» **WORK INSTRUCTIONS**: Continue the explanation of hyperspectral images below, picking up right after its last sentence.

» **DOCUMENT TEXT**:
+ + + + +

Question 1. Manipulate spectral image
Hyperspectral images can be seen as a generalisation of normal colour images such as RGB images. In a normal RGB colour image, there are 3 channels, i.e. channels for red colour, green colour and blue colour. It is normally organised in a 3D array, e.g. an array X of size 100x120x3, for a raster image with 100 pixels in its vertical line and 120 pixels in horizontal line. Then X[ , , 1], the first "slice" of the array which is a matrix, is the matrix containing all red colour information typically ranging from 0 to 1 with 0 meaning totally dark and 1 brightest in terms of red colour presence. Similarly X[ , , 2] is for green and X[ , , 3] for blue. Hyperspectral image (HSI) has similar structure as RGB images. Besides RGB channels, a typical HSI has hundreds other channels (sometimes called bands or wavelengths). R can render an RGB image, so in the same way, HSI can also be displayed as an image but using its RGB channels. Another way to look at HSI is that each pixel in HSI is a spectrum. For example, if X of size 610 340 103 is a 3D array storing an HSI, then there are 103 channels in this HSI and X[2,3,] is a vector of length 103 which is the spectrum at the second row and the third column (imagine an HSI as a cube). Due to the rich information contained in the bands, HSI is usually used to characterise the objects in the image. Each pixel is either a pure material or a mixture of several materials.

+ + + + +

» **ENTRIES SHOWN**:

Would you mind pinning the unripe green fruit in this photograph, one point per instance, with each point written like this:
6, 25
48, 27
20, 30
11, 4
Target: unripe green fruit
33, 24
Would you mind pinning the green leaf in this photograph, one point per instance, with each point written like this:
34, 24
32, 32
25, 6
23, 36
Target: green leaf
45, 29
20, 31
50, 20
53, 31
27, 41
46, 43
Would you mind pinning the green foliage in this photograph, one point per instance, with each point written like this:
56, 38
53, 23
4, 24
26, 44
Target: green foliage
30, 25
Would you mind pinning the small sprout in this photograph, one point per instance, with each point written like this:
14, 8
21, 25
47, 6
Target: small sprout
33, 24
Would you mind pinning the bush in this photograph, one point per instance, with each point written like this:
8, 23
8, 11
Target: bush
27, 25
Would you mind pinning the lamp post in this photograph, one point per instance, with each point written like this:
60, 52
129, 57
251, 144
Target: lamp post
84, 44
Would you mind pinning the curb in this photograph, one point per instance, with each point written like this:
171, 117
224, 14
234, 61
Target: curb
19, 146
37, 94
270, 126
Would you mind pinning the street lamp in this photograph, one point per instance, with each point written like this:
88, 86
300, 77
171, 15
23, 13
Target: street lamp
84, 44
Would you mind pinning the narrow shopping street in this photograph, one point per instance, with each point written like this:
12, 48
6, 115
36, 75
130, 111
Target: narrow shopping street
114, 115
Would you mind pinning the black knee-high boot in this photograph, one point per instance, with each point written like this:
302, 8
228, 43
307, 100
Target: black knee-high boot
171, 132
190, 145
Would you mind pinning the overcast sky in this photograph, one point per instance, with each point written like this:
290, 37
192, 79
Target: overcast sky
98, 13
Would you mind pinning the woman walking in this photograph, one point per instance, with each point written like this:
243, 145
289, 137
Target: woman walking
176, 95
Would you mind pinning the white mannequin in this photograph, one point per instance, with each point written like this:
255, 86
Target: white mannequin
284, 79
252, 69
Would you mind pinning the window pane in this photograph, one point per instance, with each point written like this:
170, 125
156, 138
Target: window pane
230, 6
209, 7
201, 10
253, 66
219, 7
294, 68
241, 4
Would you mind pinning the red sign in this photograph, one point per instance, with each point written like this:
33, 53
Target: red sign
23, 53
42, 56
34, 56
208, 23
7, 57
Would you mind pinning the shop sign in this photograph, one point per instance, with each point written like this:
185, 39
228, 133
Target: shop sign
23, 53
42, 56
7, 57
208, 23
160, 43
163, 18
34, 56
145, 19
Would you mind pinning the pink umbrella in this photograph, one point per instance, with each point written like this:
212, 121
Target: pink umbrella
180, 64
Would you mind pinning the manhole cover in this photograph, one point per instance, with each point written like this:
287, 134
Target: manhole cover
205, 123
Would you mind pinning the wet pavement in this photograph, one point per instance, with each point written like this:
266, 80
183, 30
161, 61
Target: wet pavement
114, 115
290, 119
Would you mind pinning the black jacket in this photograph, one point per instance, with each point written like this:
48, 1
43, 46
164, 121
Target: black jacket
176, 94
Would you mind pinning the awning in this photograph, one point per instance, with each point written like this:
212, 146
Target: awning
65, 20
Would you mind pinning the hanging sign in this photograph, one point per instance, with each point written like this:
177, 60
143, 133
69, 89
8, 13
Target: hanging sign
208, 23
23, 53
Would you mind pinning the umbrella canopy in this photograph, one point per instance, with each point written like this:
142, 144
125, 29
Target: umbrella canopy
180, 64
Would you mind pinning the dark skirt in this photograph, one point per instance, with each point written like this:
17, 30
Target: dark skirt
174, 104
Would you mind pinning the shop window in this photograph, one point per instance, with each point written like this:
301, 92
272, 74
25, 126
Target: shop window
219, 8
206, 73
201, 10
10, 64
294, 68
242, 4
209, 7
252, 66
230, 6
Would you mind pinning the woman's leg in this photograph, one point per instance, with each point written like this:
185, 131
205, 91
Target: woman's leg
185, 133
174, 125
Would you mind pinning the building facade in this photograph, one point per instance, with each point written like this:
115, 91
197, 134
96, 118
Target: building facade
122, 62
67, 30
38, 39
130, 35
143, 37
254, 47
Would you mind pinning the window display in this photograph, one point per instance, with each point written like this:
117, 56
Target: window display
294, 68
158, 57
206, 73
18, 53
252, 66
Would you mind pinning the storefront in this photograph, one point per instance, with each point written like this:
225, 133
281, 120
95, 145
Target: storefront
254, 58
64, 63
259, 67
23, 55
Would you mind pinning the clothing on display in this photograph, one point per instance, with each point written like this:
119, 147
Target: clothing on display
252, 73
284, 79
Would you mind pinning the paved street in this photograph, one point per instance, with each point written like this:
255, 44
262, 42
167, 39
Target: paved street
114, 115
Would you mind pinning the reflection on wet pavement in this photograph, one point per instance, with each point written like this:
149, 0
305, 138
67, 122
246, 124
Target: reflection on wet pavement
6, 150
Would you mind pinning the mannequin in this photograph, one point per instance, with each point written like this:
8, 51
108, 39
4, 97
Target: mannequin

+ + + + +

» **THE ANSWER**:
Here we will look at this HSI called Pavia University scene remotely sensed by ROSIS sensor. It has 103 channels. Each pixel has been classified manually as one of the 10 classes in the scene which includes a background class. The whole data set and ground truth are packed in a matlab file called paviauni.mat which is in vuws. This is the file you need to work on. You can use readMat() in R package called R.matlab to read in matlab file
library(R.matlab)
A <- readMat('paviauni.mat')
names(A)
[1] "X" "groundtruth"
groundtruth is the classification information of each pixel and X are the actual HSI.
Write R scripts for the following tasks.
1. Produce a plot of 100 spectra randomly chosen from each class (if a class has less than 100 spectra then take them all) and plot classes in separate subfigures as the following
2. Display Pavia University data set as a colour image using channels 57, 27 and 17 as RGB channels. The function to use is grid.raster() in the package called grid. Note that the values in the image has to be normalised to the range from 0 to 1.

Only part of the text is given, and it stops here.